TASK DESCRIPTION:
Copy out everything below, from the line containing "TARGET = large flame on hillside" down to the end of the listing, requests included. Shift every pixel coordinate in the answers by -23.

GIVEN RECORDS:
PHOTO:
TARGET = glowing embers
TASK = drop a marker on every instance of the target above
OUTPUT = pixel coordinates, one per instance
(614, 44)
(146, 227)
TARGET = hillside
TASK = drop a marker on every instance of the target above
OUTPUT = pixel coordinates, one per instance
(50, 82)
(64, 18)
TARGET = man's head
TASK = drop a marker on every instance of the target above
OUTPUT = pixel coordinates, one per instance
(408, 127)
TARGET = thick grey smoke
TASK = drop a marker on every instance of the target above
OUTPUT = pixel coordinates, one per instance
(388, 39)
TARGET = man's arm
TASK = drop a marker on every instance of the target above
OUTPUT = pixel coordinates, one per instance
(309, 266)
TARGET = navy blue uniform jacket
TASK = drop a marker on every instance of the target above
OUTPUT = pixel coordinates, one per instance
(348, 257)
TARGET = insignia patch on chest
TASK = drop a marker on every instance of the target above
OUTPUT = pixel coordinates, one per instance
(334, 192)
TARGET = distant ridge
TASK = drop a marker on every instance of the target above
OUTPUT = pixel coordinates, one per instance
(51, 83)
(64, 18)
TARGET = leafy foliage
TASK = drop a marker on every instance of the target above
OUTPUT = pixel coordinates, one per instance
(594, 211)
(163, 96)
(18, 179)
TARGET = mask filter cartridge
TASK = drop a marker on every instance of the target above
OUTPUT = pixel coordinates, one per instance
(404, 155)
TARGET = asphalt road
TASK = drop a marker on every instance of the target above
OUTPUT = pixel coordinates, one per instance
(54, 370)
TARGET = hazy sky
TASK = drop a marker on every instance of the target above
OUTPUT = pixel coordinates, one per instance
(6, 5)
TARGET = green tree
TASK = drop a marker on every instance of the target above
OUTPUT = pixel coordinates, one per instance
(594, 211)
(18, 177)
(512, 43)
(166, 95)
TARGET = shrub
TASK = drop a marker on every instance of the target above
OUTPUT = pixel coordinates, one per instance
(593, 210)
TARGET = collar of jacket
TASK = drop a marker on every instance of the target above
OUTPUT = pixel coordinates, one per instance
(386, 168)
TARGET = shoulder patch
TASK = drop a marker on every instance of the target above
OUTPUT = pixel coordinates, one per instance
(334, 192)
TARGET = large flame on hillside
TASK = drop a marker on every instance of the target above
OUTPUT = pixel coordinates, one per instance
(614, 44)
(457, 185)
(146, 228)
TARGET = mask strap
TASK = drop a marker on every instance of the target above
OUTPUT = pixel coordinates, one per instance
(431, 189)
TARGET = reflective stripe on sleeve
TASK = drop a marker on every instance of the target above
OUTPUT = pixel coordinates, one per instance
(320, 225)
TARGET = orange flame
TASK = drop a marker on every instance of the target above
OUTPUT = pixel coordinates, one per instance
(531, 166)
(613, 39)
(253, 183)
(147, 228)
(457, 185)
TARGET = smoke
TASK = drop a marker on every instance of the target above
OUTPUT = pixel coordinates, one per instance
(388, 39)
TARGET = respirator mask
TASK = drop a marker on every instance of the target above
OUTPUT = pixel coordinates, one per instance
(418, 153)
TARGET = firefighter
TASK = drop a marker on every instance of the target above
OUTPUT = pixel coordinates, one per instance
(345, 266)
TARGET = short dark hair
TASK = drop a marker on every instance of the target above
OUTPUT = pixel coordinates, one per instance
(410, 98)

FINAL RESULT:
TARGET = large flame on hillside
TASK = drop a marker on every instance of the target above
OUTPUT = pixel coordinates, one per instance
(591, 21)
(434, 162)
(123, 205)
TARGET = mask strap
TASK = drop a marker on every instance of the target above
OUTPUT = pixel coordinates, one per instance
(408, 166)
TARGET = reflective stripe on sleeve
TASK = drop a marker on every instance of the target above
OUTPUT = pixel coordinates, one per instance
(297, 202)
TARGET = orange flame
TASK = drop a marker on every instance of the target above
OUTPUT = pixel coordinates, one per instance
(508, 143)
(590, 16)
(230, 160)
(124, 205)
(434, 162)
TARGET = smoke
TASK = drop a marker on every instance of the target above
OUTPUT = pixel coordinates, one per instance
(365, 16)
TARGET = respirator mask
TASK = drop a marker on every instance of the target above
OUTPUT = pixel coordinates, one per instance
(395, 130)
TARGET = firefighter
TASK = drop a marker on every instance of the target above
OUTPUT = pixel coordinates, one per instance
(322, 243)
TARGET = short dark hair
TASK = drop a marker on every instance of the target above
OUTPUT = pixel coordinates, one per instance
(387, 75)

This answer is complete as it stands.